→ **Document**

□ □ □ □ □ □ □

Announcement

**pal666** · 31 January 2017, 10:33 AM

Originally posted by stiiixy View Post

Going by my testing the benefits of BTRFS simply weren't there compared to md on spinning rust (no SSDs).

did your testing include adding/removing drives and changing raid level of mounted rootfs ?
try this one with md

**stiiixy** · 31 January 2017, 11:02 AM

Originally posted by starshipeleven View Post

Wrong, there is an out-of-tree kernel module, and Ubuntu is using this. https://github.com/zfsonlinux/zfs

Because btrfs RAID1 is not like that?

Again, btrfs RAID1 is not like that, you can have a RAID1 with x1 1TiB and x2 512GiB drives and it will still have 1 TiB of capacity, as long as it can split the stuff on two different drives it's happy.
Also btrfs RAID1 has no way to increase the amount of redundancy, all drives you add increase capacity, not redundancy.

As said to others, btrfs's raid was not meant to compete with plain block-level RAID, but to allow btrfs to work safely on multiple drives.

The fact that you post bullshit like "the benefits of btrfs simply weren't there compared to md" you clearly show you don't fucking need any of the many features btrfs offers vs any other filesystem, so the issue is only on your side that you chose the wrong setup.

Given the stated needs, btrfs will never be the fs for you. If you don't give a fuck about checksums, snapshots, CoW, deduplication, array flexibility as said above (you can also convert array types live) and only need raw speed, you will never need to switch from ext4/xfs on mdadm raid. It's unlikely that raw speed of btrfs will ever match that of plain block-level raid with far simpler filesystems.

Someone's having their period. Maybe if you knew our use case, the future requirements of the site etc, your opinion might matter. But seeing as you can't even get the interpretation of RAID1 right, well, time for egg sandwiches.

BTRFS 5/6 has a proven data loss bug. You want to risk someone elses 40 years of data on a bug like that? Let me spell this out for you with regards to performance; SHIT. Hardware replacement wasn't an option, despite being up to the task. Speed wasn't even an issue until BRFS RAID 5/6 but it certainyl was thereafter. The existing system is rock-solid, working and BTRFS (R10) will be revisited again in 12 months when the time and money permits and new hardware is deployed.

□ □ □ □ □ □ □

→ **Listing**
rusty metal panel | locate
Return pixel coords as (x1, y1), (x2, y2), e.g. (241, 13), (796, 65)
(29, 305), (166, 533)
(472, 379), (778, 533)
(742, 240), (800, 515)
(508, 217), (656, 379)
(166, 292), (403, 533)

□ □ □ □ □ □ □

→ **Task**
Put this sentence from the forum thread above into Spanish: "As said to others, btrfs's raid was not meant to compete with plain block-level RAID, but to allow btrfs to work safely on multiple drives."

→ **Solution to the exercise**
Como ya les dije a otros, el RAID de btrfs no se pensó para competir con el RAID simple a nivel de bloque, sino para permitir que btrfs funcione de forma segura en varias unidades.